Task details >> Whenever a line in the entries below contains "shoulder", copy that line.

>>>>

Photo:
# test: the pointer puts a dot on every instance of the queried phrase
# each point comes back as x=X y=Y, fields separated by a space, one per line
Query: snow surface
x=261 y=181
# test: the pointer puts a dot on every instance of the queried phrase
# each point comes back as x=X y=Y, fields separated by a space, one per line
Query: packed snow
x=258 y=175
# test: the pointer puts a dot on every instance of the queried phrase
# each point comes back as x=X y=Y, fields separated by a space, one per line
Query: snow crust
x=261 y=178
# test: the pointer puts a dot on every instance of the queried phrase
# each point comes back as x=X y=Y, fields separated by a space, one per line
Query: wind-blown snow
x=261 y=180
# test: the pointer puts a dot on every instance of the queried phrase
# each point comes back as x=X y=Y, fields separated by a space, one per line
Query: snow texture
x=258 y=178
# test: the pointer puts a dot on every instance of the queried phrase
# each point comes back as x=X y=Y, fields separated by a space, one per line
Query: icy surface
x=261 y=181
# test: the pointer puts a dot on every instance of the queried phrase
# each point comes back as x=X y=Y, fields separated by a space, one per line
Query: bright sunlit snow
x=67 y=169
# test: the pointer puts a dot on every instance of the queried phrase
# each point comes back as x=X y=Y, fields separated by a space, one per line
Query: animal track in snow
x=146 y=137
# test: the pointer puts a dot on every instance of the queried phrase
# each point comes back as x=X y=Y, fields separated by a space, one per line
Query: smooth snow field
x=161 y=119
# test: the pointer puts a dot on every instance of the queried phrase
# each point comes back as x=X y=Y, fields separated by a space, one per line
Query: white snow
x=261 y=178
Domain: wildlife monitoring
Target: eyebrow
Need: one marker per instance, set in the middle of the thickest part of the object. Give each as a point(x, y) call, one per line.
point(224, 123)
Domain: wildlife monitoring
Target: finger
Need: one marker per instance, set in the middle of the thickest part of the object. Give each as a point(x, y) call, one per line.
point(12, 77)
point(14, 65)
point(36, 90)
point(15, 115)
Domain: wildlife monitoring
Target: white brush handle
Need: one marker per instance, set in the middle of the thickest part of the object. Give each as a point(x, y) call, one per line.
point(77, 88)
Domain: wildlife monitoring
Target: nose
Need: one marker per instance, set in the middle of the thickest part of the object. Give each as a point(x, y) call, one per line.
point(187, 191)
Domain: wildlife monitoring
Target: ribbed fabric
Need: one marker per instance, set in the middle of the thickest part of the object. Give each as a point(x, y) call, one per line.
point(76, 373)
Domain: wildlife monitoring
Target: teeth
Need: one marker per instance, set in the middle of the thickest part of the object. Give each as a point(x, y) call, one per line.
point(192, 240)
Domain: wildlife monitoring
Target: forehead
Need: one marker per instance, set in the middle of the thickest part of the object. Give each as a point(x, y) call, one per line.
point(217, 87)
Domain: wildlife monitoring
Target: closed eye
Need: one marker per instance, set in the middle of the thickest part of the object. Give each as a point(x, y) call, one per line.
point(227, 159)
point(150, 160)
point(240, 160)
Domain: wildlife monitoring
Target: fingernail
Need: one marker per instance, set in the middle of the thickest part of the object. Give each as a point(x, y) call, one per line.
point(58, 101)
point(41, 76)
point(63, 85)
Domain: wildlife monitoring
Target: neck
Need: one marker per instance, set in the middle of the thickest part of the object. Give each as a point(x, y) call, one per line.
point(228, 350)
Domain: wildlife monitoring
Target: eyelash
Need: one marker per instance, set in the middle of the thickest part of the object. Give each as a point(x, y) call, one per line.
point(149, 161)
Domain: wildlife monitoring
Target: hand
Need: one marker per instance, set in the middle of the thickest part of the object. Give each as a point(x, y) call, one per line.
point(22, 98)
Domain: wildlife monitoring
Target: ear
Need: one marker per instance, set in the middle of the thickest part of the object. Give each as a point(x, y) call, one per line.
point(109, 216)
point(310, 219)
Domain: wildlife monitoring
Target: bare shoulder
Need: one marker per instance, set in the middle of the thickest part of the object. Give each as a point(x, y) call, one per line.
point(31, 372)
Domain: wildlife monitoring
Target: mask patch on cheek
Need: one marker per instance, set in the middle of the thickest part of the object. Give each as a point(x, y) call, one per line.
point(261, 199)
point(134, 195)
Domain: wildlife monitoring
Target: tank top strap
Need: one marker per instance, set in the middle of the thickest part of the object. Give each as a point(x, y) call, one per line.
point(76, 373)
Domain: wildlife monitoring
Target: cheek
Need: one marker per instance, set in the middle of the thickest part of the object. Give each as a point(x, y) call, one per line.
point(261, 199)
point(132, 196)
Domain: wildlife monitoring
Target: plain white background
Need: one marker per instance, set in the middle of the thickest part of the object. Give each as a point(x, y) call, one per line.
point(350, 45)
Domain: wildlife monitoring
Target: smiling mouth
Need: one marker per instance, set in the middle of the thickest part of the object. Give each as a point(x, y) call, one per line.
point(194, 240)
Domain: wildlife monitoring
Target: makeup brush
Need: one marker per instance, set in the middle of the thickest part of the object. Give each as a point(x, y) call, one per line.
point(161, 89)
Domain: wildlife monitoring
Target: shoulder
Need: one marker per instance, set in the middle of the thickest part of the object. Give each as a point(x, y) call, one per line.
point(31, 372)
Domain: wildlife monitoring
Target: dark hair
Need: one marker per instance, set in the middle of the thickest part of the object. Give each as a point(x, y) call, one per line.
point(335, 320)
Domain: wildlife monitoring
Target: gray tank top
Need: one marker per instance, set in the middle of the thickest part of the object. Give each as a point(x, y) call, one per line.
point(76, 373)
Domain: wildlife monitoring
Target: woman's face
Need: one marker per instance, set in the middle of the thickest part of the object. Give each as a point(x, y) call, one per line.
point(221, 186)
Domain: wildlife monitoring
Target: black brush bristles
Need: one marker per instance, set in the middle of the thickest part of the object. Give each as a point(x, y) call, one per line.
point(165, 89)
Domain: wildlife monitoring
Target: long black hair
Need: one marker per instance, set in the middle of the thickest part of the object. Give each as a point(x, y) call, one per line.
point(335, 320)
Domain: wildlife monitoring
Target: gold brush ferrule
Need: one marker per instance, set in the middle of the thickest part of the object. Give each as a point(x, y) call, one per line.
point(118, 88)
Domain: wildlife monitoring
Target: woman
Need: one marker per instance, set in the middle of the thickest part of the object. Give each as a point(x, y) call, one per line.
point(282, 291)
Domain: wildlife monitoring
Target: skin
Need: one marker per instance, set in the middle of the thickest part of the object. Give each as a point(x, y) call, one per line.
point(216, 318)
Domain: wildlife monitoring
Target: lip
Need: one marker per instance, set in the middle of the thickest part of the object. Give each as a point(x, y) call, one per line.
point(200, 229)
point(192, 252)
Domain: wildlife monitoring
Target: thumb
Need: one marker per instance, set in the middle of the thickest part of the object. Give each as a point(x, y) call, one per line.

<<<<

Reply >>
Target: bare shoulder
Target: shoulder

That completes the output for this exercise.